Aunque la propagación de los “papeles del Departamento de Estado” por parte de Wikileaks comenzó en noviembre de 2010 y tuvo amplia repercusión en los medios masivos, la información publicada en este libro es, en buena medida, inédita. Si bien Santiago O’Donnell es autor de varias notas publicadas en Página/12, lo cierto es que el ambiente de polarización política que afecta al sistema de medios argentino ha imposibilitado la difusión de información clave porque resulta inconveniente para algunos de los intereses en pugna. El silencio de las empresas periodísticas argentinas frente a algunos de los cables aquí publicados se añade a los ingredientes de interés que trae Wikileaks.
Ministros y ex ministros del gobierno argentino, líderes de la oposición política, referentes religiosos, jueces, empresarios y columnistas políticos de los diarios más leídos asumen en sus contactos con la embajada una faceta que contrasta con sus apariciones públicas. Algunos de estos casos fueron divulgados y ahondaron el conocimiento sobre las confidencias hechas a los diplomáticos estadounidenses por Sergio Massa o Mauricio Macri, por ejemplo. Pero otros cables que involucran a funcionarios más encumbrados y menos conocidos, como Carlos Zannini, hasta ahora fueron eludidos por la difusión de los principales medios locales.

++++++

§ **Tarea escrita A**
Reproduzca sin cambios las filas de abajo, desde la línea que contiene "Can you see the dark" hasta el final de las filas, ambas incluidas.

§ **Filas proporcionadas**
++++++

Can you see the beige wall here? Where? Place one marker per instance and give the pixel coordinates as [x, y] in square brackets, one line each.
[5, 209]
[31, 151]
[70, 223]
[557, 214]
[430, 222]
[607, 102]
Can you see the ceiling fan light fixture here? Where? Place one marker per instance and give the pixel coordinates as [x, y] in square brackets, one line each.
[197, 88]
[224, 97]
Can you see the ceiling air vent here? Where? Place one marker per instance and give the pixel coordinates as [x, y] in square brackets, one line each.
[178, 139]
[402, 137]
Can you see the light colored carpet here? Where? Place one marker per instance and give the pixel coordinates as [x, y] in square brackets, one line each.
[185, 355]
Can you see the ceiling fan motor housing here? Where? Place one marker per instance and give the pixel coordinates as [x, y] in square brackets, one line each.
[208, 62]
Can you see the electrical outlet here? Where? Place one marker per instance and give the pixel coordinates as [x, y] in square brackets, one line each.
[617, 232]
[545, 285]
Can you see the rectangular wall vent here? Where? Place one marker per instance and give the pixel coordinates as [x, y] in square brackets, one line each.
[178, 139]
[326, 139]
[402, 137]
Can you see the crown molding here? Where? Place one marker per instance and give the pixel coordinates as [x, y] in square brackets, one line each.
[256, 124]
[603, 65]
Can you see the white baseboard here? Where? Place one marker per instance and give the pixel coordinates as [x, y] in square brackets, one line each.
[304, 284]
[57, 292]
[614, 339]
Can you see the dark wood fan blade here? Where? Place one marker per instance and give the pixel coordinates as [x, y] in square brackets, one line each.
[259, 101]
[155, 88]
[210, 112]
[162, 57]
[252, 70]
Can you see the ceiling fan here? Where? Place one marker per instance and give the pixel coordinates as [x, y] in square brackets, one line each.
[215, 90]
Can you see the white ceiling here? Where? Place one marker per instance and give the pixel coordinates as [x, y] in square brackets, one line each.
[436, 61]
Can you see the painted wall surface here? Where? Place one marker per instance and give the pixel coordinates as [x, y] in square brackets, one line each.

++++++

§ **Tarea escrita B**
Según el fragmento sobre los cables de Wikileaks en Argentina, ¿en qué mes y año comenzó Wikileaks la propagación de los "papeles del Departamento de Estado"?

§ **Respuesta correcta A**
Can you see the dark wood fan blade here? Where? Place one marker per instance and give the pixel coordinates as [x, y] in square brackets, one line each.
[259, 101]
[155, 88]
[210, 112]
[162, 57]
[252, 70]
Can you see the ceiling fan here? Where? Place one marker per instance and give the pixel coordinates as [x, y] in square brackets, one line each.
[215, 90]
Can you see the white ceiling here? Where? Place one marker per instance and give the pixel coordinates as [x, y] in square brackets, one line each.
[436, 61]
Can you see the painted wall surface here? Where? Place one marker per instance and give the pixel coordinates as [x, y] in square brackets, one line each.

§ **Respuesta correcta B**
En noviembre de 2010.